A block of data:
※ ※ ※
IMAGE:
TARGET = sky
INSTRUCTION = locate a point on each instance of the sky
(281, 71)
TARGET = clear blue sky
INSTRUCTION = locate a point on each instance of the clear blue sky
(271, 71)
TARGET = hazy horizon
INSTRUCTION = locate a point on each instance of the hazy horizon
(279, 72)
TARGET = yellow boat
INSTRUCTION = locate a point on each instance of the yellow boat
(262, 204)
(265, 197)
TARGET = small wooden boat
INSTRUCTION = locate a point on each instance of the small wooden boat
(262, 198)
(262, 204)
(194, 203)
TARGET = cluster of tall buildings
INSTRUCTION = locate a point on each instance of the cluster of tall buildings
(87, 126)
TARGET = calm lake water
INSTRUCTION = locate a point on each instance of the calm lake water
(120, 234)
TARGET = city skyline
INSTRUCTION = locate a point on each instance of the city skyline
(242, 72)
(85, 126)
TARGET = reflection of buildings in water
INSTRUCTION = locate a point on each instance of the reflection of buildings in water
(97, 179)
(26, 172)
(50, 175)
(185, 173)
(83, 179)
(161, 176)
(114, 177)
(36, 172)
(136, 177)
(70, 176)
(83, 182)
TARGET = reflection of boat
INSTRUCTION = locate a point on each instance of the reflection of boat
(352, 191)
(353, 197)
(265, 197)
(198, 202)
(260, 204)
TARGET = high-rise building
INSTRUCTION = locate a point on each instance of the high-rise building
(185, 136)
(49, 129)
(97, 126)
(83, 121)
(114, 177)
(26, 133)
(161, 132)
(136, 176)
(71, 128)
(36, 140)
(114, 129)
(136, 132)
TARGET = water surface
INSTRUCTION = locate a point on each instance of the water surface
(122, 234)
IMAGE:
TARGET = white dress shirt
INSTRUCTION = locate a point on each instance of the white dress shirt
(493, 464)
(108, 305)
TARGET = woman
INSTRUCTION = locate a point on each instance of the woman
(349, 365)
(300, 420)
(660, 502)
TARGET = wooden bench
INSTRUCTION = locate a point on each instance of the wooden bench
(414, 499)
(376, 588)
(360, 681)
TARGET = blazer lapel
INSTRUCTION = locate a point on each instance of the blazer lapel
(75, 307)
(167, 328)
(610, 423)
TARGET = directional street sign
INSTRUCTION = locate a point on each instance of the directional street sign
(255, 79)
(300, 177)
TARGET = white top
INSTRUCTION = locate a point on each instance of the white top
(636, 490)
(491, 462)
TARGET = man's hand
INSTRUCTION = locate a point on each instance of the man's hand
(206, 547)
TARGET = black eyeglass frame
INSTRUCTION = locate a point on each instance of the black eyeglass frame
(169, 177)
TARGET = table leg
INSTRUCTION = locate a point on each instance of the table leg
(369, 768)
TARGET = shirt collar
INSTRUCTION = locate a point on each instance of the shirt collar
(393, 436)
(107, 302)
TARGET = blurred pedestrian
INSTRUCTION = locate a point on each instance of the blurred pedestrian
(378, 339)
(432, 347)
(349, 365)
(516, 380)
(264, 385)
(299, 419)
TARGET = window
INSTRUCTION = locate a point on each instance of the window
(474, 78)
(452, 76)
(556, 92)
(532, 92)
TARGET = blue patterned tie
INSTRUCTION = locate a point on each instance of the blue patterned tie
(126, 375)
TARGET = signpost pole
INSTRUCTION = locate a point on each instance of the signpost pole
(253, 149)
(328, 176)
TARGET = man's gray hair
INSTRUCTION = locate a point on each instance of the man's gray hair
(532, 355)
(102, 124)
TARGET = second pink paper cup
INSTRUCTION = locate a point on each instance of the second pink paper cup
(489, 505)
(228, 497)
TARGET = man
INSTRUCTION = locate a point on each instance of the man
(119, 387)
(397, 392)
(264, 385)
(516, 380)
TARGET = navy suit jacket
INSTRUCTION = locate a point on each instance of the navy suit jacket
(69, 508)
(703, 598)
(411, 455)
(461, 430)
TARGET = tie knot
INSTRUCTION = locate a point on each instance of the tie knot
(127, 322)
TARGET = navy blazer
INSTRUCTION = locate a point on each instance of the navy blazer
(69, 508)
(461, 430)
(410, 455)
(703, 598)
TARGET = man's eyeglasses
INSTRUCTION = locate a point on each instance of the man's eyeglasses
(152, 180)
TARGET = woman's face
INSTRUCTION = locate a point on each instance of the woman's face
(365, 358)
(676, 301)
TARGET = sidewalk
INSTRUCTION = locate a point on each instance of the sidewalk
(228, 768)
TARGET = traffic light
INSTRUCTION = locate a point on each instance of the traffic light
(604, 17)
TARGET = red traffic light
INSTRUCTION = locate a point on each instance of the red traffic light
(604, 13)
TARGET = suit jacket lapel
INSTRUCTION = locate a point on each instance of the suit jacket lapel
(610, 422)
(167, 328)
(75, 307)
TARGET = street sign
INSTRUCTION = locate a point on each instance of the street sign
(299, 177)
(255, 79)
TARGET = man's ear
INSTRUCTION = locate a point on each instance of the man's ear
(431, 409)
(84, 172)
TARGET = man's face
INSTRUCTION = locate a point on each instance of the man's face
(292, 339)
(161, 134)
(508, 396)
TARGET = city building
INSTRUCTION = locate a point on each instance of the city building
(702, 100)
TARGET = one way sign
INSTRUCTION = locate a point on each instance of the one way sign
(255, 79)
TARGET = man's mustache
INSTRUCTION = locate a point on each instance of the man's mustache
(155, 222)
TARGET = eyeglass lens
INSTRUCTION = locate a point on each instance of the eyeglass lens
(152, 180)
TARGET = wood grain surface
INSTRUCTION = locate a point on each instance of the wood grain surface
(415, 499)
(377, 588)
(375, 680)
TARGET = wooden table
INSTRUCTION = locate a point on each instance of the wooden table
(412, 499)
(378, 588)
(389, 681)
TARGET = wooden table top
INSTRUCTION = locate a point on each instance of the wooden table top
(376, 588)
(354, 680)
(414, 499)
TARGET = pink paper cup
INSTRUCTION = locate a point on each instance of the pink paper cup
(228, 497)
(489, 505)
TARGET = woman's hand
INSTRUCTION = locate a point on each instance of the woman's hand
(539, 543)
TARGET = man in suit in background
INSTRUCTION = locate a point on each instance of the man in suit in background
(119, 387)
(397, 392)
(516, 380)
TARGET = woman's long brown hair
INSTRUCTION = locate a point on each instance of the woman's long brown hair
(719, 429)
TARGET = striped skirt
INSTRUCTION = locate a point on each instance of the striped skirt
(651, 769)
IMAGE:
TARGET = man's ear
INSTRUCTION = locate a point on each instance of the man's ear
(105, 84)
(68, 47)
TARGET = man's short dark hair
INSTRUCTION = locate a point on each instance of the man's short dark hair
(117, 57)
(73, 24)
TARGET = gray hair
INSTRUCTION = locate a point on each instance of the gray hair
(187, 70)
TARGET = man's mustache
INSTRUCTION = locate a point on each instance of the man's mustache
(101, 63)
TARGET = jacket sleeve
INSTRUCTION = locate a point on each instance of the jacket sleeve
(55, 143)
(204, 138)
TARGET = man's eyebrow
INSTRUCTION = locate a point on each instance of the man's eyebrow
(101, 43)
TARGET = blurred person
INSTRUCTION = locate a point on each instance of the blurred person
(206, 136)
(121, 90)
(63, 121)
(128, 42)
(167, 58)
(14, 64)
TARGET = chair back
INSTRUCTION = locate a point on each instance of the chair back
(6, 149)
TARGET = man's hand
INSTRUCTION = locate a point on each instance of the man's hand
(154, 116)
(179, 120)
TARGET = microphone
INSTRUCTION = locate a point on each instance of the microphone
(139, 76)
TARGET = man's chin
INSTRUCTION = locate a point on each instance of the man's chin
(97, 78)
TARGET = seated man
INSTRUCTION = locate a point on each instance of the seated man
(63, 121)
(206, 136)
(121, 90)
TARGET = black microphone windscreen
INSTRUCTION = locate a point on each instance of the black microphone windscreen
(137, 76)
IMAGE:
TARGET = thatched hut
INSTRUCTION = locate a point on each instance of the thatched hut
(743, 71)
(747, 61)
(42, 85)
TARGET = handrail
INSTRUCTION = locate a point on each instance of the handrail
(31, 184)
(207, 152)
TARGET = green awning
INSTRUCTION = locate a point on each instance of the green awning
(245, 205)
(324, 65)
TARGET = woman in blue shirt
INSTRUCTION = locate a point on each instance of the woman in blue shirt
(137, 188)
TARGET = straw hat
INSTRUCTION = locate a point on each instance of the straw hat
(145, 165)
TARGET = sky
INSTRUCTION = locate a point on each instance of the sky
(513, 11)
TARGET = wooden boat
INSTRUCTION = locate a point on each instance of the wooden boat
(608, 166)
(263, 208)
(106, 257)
※ ※ ※
= TASK DETAILS =
Copy only this span: the line that contains "TARGET = striped skirt", the last line, and every line between them.

= FULL OUTPUT =
TARGET = striped skirt
INSTRUCTION = locate a point on each instance of the striped skirt
(651, 769)
IMAGE:
TARGET = man's ear
INSTRUCTION = locate a point on each instance of the man's ear
(105, 84)
(68, 47)
TARGET = man's short dark hair
INSTRUCTION = locate a point on each instance of the man's short dark hair
(117, 57)
(73, 24)
TARGET = gray hair
INSTRUCTION = locate a point on each instance of the gray hair
(187, 70)
TARGET = man's mustache
INSTRUCTION = locate a point on each instance of the man's mustache
(101, 63)
TARGET = jacket sleeve
INSTRUCTION = locate a point on each instance of the jacket sleeve
(55, 143)
(204, 138)
TARGET = man's eyebrow
INSTRUCTION = locate a point on each instance of the man's eyebrow
(101, 43)
TARGET = blurred person
INSTRUCTION = locate a point on each instance of the blurred person
(206, 136)
(121, 90)
(63, 121)
(128, 42)
(167, 58)
(14, 64)
TARGET = chair back
INSTRUCTION = locate a point on each instance of the chair back
(6, 149)
TARGET = man's hand
INSTRUCTION = locate a point on each instance of the man's hand
(154, 116)
(179, 120)
TARGET = microphone
INSTRUCTION = locate a point on each instance of the microphone
(139, 76)
TARGET = man's chin
INSTRUCTION = locate a point on each instance of the man's chin
(97, 78)
TARGET = seated man
INSTRUCTION = locate a point on each instance of the seated man
(63, 121)
(206, 136)
(121, 90)
TARGET = black microphone windscreen
INSTRUCTION = locate a point on each instance of the black microphone windscreen
(137, 76)
IMAGE:
TARGET = thatched hut
INSTRUCTION = locate a point on each instance of the thatched hut
(743, 71)
(747, 61)
(42, 85)
TARGET = handrail
INSTRUCTION = locate a point on each instance of the handrail
(31, 184)
(207, 152)
TARGET = green awning
INSTRUCTION = locate a point on each instance of the green awning
(245, 205)
(324, 65)
TARGET = woman in blue shirt
INSTRUCTION = locate a point on each instance of the woman in blue shirt
(137, 188)
TARGET = straw hat
INSTRUCTION = locate a point on each instance of the straw hat
(145, 165)
TARGET = sky
INSTRUCTION = locate a point on each instance of the sky
(513, 11)
TARGET = wooden boat
INSTRUCTION = locate a point on each instance of the wooden boat
(608, 166)
(263, 208)
(106, 257)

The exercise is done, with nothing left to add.